■ DATASET ENTRIES
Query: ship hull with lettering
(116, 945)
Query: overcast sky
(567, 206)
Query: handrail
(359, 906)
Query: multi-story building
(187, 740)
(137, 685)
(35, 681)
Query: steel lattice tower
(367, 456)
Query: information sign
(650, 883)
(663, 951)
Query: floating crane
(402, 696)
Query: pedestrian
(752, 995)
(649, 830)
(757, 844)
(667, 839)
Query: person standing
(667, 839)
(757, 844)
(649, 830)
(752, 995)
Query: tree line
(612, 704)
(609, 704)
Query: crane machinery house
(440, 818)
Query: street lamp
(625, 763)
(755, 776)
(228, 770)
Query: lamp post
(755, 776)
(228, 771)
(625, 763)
* * *
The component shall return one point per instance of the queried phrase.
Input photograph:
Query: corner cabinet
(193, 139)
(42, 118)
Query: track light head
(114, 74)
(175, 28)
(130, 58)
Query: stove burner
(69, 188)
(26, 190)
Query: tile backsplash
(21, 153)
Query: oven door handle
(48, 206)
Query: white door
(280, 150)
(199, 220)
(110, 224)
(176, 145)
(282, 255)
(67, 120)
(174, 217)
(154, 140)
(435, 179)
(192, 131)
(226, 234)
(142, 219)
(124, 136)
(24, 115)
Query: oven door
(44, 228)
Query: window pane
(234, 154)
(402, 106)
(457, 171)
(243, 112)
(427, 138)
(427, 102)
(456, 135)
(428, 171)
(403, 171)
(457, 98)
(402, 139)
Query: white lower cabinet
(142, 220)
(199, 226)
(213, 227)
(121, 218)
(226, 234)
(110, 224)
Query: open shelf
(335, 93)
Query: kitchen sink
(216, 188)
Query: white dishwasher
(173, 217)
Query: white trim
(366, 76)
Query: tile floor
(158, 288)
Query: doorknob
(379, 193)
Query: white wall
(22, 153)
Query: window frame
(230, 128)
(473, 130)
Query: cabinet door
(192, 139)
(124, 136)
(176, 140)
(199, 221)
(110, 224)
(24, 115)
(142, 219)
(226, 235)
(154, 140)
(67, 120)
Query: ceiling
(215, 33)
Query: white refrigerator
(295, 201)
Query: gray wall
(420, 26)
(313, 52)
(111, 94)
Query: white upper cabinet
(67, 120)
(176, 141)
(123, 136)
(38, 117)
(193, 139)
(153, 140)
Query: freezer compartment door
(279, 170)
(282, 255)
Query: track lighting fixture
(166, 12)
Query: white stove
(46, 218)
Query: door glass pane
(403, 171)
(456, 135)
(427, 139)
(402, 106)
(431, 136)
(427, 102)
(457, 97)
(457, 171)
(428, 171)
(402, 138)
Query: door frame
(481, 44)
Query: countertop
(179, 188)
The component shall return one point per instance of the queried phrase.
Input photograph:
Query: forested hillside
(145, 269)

■ WHAT YOU SHOULD DO
List each line of the records above that contains the string "stove".

■ RESULT FOR THIS EXERCISE
Query: stove burner
Query: white stove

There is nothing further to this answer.